EXTRACTED ENTRIES:
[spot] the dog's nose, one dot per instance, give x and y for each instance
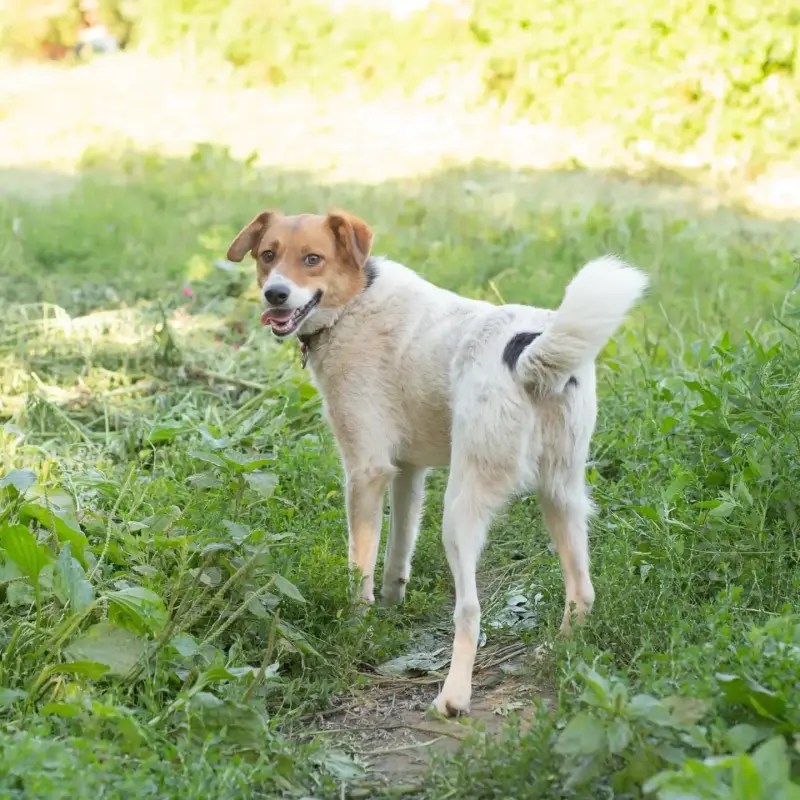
(277, 295)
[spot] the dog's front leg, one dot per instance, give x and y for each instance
(366, 488)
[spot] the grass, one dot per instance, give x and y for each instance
(174, 606)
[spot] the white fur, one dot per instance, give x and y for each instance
(413, 376)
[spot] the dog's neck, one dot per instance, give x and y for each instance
(310, 339)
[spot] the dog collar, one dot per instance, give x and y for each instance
(305, 346)
(306, 342)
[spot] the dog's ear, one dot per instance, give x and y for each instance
(353, 236)
(250, 236)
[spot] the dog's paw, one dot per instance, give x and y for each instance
(453, 702)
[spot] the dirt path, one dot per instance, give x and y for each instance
(49, 116)
(388, 730)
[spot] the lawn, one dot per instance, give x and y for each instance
(174, 612)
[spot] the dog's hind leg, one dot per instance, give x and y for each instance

THE PROBLEM: Using the data above, print every line exactly, omitting pictures.

YOUR RESPONSE:
[spot] the dog's nose, one dot per instance, give x and y for each instance
(277, 295)
[spot] the dog's front leg, one dot per instance, give x and y for each instance
(366, 488)
[spot] the grass, one dot per instance, give x and y for each instance
(174, 606)
[spot] the white fur, one dot per instance, give x and y for each instance
(413, 376)
[spot] the dog's neck, one dot per instance, give x and y for each instance
(310, 339)
[spot] the dog collar, one dot per instance, give x and y for each instance
(305, 346)
(306, 342)
[spot] the dog's ear, one dot per instance, give x and y for each instance
(353, 236)
(250, 236)
[spot] the dog's paw, one dot per instance, give x and y for each instance
(453, 702)
[spot] the dirt path, one dot per instance, give x and y for each instance
(49, 116)
(388, 730)
[spot] the lawn, one dot per instance, give x and y for each instance
(174, 612)
[spot] the dog's hind leg, one dot per instance, give x and y for each instance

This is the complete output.